# [Given problem]
Starting at the line with "Where can the blurred", transcribe each line through the final one, both included, and add nothing.

Start

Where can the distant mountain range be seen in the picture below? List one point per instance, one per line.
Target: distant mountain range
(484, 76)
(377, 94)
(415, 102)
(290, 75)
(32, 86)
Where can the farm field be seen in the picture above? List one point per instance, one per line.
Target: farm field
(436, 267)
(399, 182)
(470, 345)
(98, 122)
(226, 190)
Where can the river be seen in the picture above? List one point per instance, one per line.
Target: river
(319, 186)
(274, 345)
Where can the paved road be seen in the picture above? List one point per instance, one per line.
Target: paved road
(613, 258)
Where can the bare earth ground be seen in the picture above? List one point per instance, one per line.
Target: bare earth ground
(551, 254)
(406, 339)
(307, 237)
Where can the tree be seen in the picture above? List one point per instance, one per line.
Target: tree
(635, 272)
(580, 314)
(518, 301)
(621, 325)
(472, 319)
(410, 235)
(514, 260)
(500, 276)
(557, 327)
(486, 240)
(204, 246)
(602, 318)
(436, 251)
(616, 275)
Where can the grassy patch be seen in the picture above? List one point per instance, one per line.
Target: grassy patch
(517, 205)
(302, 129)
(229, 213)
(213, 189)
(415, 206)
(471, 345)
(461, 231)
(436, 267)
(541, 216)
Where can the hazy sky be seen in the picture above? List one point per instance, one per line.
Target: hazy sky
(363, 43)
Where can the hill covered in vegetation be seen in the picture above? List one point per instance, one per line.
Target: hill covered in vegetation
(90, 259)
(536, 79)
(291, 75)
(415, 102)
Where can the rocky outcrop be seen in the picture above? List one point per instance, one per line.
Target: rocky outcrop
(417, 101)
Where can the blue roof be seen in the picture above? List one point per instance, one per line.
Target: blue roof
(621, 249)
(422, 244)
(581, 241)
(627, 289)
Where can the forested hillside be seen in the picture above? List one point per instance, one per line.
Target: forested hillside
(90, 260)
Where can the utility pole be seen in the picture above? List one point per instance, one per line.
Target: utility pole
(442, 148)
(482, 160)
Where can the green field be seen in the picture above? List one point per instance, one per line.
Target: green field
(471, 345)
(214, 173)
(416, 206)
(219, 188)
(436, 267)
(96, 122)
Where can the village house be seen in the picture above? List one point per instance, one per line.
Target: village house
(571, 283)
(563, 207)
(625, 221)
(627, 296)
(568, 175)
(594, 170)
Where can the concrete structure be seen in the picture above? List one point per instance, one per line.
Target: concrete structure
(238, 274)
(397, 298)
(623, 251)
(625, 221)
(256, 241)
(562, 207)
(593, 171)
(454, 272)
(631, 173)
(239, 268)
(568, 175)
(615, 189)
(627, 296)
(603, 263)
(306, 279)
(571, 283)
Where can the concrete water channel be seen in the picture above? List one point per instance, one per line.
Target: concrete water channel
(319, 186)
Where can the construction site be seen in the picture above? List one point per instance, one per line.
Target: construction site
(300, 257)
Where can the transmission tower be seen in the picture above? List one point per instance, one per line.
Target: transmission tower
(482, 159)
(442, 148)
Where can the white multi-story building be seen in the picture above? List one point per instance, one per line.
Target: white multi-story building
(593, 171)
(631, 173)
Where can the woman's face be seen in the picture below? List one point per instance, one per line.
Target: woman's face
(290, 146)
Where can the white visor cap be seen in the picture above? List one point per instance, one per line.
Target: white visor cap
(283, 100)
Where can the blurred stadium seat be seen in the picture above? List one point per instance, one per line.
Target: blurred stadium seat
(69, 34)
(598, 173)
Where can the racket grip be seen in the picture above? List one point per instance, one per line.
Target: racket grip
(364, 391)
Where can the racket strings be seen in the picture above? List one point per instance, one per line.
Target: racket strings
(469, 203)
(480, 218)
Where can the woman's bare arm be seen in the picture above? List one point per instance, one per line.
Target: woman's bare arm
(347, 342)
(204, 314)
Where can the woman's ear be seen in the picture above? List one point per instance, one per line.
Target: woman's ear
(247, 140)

End

# [Result of this exercise]
Where can the blurred stadium seat be seen in the picture above? List one point per instance, one per line.
Target: blurred stadium seat
(69, 34)
(598, 173)
Where can the racket grip be seen in the picture above? List one point per instance, one per line.
Target: racket grip
(364, 391)
Where can the racket strings be seen in the picture above? List one point per instance, one per line.
Target: racket strings
(469, 203)
(480, 218)
Where can the woman's bare arm be seen in the picture above? List one point per instance, one per line.
Target: woman's bare arm
(347, 342)
(204, 314)
Where can the woman's ear be seen in the picture above? List one point per instance, one per line.
Target: woman's ear
(247, 140)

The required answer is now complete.